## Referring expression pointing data
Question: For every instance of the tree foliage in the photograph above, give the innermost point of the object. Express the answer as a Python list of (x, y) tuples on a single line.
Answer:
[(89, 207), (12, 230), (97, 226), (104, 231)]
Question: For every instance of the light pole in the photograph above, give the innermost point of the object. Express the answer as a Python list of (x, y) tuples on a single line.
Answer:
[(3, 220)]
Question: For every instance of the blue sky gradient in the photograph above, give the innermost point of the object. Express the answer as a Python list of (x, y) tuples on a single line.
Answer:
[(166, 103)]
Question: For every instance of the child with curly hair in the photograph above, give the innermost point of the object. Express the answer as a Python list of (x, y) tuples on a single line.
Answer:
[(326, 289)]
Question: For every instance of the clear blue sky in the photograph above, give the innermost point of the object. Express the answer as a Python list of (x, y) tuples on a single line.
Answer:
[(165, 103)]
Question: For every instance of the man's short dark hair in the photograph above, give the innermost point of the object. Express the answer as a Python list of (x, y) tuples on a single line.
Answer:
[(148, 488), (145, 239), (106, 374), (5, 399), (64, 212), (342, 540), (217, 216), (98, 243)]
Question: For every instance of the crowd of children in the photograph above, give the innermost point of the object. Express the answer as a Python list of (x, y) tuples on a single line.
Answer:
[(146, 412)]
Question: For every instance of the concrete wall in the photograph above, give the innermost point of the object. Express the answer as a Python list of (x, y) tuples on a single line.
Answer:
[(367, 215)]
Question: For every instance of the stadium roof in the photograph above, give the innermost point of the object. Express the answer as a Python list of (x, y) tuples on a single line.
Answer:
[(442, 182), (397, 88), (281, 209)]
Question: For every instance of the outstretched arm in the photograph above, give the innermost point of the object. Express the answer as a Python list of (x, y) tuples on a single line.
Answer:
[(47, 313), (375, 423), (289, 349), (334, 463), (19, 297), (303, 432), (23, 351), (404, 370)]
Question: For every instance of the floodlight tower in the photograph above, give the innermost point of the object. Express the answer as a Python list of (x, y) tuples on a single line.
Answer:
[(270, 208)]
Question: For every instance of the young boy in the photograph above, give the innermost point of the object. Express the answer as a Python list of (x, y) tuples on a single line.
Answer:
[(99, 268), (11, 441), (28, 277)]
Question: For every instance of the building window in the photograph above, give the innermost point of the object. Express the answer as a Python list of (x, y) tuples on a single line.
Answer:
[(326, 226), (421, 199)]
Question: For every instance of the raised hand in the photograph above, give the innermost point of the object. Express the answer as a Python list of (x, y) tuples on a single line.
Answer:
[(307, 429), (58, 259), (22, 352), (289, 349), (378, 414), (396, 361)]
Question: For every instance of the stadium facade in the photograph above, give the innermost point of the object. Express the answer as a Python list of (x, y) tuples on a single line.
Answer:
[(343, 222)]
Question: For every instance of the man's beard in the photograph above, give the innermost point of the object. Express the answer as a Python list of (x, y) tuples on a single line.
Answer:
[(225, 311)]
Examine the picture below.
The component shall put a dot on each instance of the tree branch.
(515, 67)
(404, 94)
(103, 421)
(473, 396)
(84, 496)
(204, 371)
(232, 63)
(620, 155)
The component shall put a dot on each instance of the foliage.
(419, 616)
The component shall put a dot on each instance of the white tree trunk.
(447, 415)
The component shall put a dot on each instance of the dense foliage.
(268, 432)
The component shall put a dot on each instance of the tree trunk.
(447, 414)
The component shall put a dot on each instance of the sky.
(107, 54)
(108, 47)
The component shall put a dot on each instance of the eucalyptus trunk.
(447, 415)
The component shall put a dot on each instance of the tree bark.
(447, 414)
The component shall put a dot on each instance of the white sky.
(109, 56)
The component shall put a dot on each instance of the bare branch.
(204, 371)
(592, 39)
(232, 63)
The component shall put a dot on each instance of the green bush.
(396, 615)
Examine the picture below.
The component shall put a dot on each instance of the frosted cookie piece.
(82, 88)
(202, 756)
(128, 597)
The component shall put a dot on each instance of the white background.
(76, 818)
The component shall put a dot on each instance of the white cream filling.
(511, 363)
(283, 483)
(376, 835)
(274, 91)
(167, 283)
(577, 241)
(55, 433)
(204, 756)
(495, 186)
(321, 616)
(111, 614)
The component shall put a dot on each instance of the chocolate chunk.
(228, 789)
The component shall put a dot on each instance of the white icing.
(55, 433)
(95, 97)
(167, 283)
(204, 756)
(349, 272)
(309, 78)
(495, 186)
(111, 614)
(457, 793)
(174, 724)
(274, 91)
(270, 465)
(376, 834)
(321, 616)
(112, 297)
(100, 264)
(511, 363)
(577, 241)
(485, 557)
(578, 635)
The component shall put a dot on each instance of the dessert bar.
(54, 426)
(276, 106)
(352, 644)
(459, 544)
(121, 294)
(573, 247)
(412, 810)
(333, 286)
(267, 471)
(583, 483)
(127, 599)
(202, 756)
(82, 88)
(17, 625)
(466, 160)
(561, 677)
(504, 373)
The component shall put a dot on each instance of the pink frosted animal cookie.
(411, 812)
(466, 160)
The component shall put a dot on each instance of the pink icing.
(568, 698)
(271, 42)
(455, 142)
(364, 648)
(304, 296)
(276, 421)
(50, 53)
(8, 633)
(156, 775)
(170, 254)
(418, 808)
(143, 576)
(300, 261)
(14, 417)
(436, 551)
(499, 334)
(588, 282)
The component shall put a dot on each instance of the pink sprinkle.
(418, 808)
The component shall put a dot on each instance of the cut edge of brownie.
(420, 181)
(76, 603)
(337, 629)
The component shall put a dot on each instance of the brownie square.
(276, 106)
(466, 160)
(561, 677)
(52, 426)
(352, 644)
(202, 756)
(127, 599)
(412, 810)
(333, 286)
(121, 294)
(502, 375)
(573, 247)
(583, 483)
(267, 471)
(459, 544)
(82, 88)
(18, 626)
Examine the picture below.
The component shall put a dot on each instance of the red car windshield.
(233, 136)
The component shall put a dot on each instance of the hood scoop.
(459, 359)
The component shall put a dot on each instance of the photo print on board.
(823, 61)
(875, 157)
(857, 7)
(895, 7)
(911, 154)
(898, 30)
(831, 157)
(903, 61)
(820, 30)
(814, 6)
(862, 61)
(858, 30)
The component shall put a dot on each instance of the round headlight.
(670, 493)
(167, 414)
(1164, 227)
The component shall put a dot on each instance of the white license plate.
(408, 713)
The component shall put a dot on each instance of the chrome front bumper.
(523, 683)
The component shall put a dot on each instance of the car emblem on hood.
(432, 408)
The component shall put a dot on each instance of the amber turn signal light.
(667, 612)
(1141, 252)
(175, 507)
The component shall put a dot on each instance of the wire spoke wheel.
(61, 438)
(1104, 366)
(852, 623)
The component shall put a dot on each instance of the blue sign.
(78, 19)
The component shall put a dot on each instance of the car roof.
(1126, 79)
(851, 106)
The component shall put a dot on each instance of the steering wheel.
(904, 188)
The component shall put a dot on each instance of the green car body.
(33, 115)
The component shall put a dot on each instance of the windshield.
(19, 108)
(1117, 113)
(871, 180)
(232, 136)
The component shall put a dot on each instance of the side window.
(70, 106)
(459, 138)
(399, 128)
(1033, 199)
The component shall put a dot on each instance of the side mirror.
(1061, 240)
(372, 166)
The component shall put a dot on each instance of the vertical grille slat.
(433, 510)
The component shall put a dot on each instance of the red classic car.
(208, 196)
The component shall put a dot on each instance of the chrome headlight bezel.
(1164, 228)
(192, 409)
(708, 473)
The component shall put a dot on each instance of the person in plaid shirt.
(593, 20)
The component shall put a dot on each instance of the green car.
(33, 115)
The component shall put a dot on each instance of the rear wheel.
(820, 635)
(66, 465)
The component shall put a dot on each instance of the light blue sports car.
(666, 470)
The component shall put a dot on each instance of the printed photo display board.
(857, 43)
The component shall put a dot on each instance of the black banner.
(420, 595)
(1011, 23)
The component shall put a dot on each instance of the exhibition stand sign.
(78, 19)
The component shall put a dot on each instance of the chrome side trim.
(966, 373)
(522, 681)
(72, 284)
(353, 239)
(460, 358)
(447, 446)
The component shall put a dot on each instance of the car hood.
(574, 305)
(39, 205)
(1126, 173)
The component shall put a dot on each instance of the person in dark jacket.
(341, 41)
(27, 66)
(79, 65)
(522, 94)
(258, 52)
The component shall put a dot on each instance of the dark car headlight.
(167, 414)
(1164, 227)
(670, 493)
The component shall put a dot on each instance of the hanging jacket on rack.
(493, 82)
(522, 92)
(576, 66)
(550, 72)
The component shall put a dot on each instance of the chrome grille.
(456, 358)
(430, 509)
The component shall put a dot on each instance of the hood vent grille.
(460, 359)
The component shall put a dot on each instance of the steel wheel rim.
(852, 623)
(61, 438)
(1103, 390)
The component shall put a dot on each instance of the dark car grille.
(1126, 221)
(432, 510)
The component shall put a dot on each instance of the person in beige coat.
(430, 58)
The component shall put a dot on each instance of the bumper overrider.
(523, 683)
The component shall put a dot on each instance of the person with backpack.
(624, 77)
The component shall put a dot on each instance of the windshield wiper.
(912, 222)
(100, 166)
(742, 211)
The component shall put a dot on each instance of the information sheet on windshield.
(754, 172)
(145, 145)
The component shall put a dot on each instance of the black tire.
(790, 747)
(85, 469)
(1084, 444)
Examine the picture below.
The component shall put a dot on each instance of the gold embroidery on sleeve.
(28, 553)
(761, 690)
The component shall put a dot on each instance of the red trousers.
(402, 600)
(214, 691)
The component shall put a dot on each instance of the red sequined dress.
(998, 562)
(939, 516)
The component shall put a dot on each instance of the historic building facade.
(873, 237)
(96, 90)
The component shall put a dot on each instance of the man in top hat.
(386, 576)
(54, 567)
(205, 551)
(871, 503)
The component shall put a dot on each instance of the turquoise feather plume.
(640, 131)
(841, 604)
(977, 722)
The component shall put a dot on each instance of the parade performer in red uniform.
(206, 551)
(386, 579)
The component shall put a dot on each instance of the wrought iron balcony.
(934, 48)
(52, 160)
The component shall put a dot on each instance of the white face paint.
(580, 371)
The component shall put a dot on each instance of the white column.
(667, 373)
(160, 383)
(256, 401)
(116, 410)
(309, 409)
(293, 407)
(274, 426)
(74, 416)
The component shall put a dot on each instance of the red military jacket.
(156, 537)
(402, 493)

## PROBLEM
Once you have identified the lines above that contain "stadium", copy each of them.

## ANSWER SPACE
Question: For every instance of the stadium roof in the photograph above, give the innermost point of the object. Express the answer as a Python list of (x, y) tuples on a single line.
Question: For every instance of the stadium facade in the photograph above, give the innermost point of the object. Express the answer as a Python list of (x, y) tuples on a single line.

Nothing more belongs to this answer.